### TASK SET
**1)** In the essay on replication, retype the passage between "I was two years" and "past experimental results.", inclusive.
**2)** What reasons does the essay on replication give for why conceptual replications are practical?

━━━ EXTRACT ━━━

My statistics obsession was initially fueled by fear.
I was two years into a graduate research project examining the differences between neuroplasticity in adult and developing brains. Things were going poorly.
Coming into graduate school with a fellowship, I had the rare freedom to come up with own my graduate research project. Seeking easy wins, I choose to do something crazy. I started by trying to reproduce well-known past experimental results.
I designed conceptual replication experiments. Conceptual replications are experiments designed to test the same hypothesis of a previous study without using the same methods. Some scientists consider this type of experiment inferior to exact replications. Still, they are practical. Wet lab research is expensive. Labs do not always have the same equipment or reagents needed to do an exact replication. Plus, experimental methodologies improve with time.
I also happen to like conceptual replications for their scientific value. A scientific finding is not particularly useful if it is only true in a very narrow experimental context. If an effect is also observable from other measurement modalities or in slightly different experimental contexts, it suggests the potential for a larger impact.
So two years in, I had performed dozens of replication experiments. More than half of the time, I did not observe the same result as the scientists who had come before me. This was a trend. It was starting to shake me.
During my undergraduate studies, I worked in three labs doing independent research. In two out of three positions, I started my research by attempting to reproduce the experiments of a Ph.D. student who had graduated. Both times, I failed to replicate the previous graduate student's published results.

━━━ STORED DATA ━━━

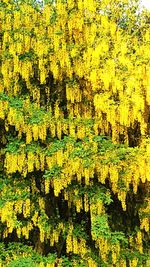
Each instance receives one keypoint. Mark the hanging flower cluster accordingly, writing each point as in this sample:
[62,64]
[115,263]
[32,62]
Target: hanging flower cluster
[75,126]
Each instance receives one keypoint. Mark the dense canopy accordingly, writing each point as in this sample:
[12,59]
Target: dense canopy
[74,133]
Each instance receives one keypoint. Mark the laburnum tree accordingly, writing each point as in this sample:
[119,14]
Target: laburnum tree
[74,133]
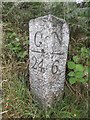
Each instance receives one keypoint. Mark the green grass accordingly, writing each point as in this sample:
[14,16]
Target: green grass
[18,102]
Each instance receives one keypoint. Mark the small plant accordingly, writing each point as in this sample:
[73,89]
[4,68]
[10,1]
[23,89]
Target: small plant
[78,71]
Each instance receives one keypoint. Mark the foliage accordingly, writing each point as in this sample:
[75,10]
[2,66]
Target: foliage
[78,67]
[18,101]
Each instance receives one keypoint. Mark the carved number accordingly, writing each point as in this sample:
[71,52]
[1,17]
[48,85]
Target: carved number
[34,59]
[40,64]
[38,45]
[55,67]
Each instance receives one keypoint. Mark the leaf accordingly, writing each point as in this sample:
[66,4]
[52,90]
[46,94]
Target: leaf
[71,65]
[72,80]
[82,80]
[71,73]
[79,74]
[79,67]
[75,59]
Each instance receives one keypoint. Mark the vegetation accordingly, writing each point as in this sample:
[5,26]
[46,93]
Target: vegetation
[17,100]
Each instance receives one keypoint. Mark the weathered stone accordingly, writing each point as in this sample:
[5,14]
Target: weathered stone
[49,38]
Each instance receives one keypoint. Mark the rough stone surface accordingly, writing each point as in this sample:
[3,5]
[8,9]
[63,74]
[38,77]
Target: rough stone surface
[49,38]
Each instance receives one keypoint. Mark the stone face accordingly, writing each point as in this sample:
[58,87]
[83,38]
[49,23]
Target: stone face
[49,38]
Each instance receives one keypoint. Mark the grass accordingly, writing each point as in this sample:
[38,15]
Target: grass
[19,103]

━━━

### FINAL ANSWERS
**1)**
I was two years into a graduate research project examining the differences between neuroplasticity in adult and developing brains. Things were going poorly.
Coming into graduate school with a fellowship, I had the rare freedom to come up with own my graduate research project. Seeking easy wins, I choose to do something crazy. I started by trying to reproduce well-known past experimental results.

**2)**
- Wet lab research is expensive.
- Labs do not always have the same equipment or reagents needed to do an exact replication.
- Experimental methodologies improve with time.